The White House said Wednesday it is cutting funds from some areas of its COVID-19 response in order to shift money to vaccines and treatments, given that new funding remains stalled in Congress.
The administration is cutting money from areas like testing and research on next-generation vaccines in order to move that into buying more vaccines and treatments.
In the shift, $5 billion will go towards buying updated vaccines for the fall, $4.9 billion will go towards buying an additional 10 million courses of the Pfizer treatment Paxlovid and $300 million will go to buying more monoclonal antibody treatments.
The White House lamented that it had to cut some areas of its response, saying that Congress should simply provide the funding needed.
Even with the shift in funds, there will still not be enough money to buy updated vaccines for all Americans for the fall, unless Congress provides more funding, the White House said.
“Due to a lack of additional funding, HHS is now forced to pull funds from other essential elements of our response to meet some basic COVID-19 response needs,” a White House official said. “This will allow the U.S to get in line to procure some additional lifesaving vaccines for the fall, including next-generation vaccines if available, and procure additional lifesaving treatments. We will still not have the resources needed to secure enough vaccines for all Americans who may want them this fall.”
The White House warned that the cuts it is forced to make will hurt domestic testing manufacturing capacity, and will cut investments in research and development of more effective types of vaccines, such as “pan-coronavirus” vaccines that work against multiple variants of the virus.

*Task brief*: From the report on the White House shifting COVID-19 funds, copy out the passage that begins with the words containing "The White House warned" and ends with "of the virus.", word for word.

*Source information*:
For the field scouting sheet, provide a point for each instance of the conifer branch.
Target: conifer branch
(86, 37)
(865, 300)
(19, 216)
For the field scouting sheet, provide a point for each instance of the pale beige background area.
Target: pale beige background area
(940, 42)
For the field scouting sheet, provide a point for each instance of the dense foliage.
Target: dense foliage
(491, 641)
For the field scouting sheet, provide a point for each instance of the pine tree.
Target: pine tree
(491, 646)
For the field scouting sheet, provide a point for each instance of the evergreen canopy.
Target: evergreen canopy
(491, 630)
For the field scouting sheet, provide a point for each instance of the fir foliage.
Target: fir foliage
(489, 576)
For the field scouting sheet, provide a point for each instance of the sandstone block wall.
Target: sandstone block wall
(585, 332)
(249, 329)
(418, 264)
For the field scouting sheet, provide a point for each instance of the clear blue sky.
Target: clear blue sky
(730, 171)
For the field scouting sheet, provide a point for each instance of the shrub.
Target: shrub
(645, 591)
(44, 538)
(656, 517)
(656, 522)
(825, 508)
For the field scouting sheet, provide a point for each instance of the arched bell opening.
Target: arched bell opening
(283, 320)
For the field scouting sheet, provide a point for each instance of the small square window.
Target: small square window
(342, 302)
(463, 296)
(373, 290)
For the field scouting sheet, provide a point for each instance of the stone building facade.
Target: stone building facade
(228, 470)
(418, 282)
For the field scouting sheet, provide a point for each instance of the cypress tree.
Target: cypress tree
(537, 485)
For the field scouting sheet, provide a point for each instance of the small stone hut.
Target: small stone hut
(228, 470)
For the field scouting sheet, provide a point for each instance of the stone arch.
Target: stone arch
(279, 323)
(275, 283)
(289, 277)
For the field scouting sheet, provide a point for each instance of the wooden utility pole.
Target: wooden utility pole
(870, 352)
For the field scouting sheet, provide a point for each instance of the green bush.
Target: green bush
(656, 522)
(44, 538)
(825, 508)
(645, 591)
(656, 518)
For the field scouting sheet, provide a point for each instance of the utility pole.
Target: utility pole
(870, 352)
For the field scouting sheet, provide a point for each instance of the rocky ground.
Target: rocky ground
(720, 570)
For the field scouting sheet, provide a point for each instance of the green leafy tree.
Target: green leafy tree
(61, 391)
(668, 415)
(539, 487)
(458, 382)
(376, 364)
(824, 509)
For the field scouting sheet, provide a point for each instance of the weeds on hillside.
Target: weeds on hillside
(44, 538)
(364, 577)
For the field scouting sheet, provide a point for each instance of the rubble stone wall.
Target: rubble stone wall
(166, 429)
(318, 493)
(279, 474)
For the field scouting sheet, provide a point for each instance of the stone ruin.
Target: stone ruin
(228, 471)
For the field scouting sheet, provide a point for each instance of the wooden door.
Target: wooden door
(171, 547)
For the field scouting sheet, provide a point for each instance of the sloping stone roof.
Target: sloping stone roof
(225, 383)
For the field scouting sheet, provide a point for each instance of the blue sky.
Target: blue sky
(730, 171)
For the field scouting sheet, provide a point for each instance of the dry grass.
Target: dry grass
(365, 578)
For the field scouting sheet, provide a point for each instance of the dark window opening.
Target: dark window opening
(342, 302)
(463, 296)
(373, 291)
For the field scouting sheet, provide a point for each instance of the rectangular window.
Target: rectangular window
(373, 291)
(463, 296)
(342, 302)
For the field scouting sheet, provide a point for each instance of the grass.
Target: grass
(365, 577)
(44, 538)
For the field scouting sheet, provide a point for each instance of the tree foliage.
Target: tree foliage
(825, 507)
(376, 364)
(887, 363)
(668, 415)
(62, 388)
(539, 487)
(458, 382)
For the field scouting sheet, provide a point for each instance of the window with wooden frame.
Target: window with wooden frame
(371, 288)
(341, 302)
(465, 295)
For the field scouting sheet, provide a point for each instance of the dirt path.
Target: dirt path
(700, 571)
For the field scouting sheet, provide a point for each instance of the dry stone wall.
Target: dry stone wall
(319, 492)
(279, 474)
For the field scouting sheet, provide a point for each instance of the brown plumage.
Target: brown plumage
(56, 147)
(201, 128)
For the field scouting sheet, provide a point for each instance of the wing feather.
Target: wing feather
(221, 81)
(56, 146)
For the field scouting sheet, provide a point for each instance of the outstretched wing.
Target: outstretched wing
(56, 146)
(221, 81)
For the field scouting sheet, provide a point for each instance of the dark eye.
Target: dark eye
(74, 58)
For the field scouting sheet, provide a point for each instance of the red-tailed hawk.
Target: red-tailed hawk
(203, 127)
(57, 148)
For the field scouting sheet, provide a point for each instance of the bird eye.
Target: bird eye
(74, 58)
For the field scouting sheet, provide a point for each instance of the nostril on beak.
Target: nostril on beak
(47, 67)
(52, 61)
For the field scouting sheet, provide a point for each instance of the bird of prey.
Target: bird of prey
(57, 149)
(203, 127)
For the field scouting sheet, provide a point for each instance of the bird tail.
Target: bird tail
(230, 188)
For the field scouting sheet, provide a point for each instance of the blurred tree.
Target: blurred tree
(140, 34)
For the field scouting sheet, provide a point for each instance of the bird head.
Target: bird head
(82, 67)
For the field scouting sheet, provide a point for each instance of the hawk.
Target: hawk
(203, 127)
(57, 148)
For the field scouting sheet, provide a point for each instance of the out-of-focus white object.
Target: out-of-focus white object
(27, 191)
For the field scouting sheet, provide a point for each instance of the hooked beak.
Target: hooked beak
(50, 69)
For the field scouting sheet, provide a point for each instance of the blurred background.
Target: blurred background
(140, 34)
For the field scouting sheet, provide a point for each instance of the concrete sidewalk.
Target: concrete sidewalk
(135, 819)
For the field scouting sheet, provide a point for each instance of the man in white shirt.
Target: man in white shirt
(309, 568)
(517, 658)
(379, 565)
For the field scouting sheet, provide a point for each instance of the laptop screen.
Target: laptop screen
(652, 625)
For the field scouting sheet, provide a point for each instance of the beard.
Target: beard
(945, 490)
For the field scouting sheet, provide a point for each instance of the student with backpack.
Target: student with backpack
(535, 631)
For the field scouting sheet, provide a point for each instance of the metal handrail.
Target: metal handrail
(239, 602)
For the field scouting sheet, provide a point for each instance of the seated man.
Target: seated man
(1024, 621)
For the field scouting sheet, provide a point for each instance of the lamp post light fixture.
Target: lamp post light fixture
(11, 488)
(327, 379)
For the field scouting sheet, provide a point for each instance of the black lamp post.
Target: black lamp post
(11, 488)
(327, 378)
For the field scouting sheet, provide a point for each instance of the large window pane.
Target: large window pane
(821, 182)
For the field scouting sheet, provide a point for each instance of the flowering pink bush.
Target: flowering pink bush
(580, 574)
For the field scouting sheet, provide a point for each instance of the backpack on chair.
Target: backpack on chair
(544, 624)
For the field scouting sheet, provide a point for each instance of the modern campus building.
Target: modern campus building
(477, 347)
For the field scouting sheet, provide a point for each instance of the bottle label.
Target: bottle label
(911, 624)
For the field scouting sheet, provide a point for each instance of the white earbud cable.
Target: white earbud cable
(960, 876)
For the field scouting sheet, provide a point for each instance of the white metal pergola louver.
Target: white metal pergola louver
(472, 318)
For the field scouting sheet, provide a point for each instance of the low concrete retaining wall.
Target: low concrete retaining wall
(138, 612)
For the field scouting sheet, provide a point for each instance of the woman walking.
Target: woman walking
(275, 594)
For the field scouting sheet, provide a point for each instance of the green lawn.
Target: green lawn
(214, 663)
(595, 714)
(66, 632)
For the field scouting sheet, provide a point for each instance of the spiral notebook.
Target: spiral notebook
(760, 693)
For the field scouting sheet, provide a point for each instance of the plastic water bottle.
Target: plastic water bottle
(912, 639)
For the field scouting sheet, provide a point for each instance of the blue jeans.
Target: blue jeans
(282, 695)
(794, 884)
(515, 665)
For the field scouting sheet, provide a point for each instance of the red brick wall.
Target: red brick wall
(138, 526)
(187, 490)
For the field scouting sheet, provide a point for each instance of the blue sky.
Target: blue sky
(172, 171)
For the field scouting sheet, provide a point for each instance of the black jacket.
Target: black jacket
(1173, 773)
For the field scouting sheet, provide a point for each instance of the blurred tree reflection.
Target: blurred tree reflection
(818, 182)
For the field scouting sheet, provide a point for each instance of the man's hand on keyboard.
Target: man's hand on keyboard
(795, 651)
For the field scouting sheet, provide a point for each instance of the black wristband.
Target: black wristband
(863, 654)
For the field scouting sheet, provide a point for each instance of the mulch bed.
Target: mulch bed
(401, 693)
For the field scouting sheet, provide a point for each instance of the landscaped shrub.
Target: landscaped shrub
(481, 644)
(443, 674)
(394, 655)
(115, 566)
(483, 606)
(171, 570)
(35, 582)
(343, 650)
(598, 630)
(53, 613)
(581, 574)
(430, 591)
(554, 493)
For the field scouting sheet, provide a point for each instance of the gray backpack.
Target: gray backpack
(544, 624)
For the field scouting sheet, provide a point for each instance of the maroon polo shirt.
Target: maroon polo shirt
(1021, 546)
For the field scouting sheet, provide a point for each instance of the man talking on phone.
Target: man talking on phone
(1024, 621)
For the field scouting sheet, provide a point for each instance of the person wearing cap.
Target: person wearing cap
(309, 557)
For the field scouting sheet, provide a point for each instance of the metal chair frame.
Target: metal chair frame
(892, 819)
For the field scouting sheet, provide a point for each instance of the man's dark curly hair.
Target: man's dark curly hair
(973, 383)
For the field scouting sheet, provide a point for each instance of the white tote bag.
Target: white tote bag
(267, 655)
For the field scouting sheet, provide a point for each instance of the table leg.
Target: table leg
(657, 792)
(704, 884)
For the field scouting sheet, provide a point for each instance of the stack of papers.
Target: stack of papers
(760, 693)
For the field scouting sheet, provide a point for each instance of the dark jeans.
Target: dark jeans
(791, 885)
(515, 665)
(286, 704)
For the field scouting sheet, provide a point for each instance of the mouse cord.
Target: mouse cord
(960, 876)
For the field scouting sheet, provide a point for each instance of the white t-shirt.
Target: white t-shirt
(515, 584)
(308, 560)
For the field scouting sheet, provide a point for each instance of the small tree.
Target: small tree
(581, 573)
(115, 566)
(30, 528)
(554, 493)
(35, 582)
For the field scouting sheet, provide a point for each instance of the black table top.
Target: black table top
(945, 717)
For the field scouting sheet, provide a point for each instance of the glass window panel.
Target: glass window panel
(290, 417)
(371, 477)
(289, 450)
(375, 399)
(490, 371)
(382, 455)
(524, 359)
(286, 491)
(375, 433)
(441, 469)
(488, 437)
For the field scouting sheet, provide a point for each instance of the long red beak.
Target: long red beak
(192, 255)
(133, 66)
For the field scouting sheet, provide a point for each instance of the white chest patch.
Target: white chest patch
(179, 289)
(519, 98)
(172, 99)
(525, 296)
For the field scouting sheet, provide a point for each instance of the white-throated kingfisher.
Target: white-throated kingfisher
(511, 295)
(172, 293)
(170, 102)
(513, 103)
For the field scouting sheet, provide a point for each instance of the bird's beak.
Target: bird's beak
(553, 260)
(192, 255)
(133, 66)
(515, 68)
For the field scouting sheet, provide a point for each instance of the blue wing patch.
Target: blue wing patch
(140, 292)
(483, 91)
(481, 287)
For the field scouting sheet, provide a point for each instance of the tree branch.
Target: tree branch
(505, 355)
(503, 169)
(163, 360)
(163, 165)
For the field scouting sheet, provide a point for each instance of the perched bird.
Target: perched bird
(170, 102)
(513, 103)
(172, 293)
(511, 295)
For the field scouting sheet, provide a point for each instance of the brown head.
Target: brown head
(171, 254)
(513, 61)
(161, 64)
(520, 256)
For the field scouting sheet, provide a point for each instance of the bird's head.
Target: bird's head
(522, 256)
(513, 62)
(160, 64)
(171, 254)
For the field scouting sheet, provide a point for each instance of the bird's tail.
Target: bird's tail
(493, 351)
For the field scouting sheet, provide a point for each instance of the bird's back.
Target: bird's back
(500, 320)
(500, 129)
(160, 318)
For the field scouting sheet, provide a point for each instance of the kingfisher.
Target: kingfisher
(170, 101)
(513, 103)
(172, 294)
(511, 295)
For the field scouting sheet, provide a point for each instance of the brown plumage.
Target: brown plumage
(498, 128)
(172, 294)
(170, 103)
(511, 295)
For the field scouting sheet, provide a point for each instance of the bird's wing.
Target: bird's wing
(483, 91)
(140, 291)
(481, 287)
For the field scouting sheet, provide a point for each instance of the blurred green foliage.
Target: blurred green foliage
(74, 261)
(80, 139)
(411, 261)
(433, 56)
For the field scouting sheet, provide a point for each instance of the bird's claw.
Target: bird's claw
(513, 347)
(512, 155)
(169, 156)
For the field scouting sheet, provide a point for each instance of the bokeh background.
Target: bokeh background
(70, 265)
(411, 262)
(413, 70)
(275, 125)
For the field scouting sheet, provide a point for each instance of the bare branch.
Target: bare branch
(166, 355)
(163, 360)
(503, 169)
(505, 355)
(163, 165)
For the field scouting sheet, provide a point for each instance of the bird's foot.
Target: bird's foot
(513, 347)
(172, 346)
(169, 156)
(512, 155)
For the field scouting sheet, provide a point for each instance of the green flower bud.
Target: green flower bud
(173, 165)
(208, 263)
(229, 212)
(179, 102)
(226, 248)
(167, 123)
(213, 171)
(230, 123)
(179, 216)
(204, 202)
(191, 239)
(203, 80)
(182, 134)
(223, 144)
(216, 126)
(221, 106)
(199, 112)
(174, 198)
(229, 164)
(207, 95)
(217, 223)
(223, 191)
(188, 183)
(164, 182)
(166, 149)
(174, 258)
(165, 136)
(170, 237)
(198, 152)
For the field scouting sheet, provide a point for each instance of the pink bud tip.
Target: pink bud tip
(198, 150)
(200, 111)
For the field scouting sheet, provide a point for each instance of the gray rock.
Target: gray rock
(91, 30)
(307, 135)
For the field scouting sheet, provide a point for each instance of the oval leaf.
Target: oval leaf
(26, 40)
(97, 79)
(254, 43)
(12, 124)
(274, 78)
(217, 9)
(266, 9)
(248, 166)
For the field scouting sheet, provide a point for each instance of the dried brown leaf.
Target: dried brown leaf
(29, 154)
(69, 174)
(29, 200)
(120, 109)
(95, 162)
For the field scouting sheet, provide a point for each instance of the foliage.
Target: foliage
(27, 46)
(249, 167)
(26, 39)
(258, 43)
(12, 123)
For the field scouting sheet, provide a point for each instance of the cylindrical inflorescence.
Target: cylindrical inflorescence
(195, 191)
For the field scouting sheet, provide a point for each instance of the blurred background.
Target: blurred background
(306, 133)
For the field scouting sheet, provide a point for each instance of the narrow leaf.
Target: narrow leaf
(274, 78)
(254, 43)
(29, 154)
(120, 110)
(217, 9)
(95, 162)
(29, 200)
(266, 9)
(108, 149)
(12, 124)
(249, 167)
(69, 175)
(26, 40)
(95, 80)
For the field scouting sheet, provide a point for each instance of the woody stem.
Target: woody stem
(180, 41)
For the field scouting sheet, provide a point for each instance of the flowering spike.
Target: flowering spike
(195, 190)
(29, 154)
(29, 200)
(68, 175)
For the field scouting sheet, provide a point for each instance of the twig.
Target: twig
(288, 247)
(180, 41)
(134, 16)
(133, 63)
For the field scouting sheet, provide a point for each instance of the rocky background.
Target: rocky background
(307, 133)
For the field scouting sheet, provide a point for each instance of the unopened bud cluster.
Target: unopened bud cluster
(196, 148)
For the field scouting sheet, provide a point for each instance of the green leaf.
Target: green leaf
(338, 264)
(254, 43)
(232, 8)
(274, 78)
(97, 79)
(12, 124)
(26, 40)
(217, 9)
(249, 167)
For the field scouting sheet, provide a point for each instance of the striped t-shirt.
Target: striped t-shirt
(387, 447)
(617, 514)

*Solution to the problem*:
The White House warned that the cuts it is forced to make will hurt domestic testing manufacturing capacity, and will cut investments in research and development of more effective types of vaccines, such as “pan-coronavirus” vaccines that work against multiple variants of the virus.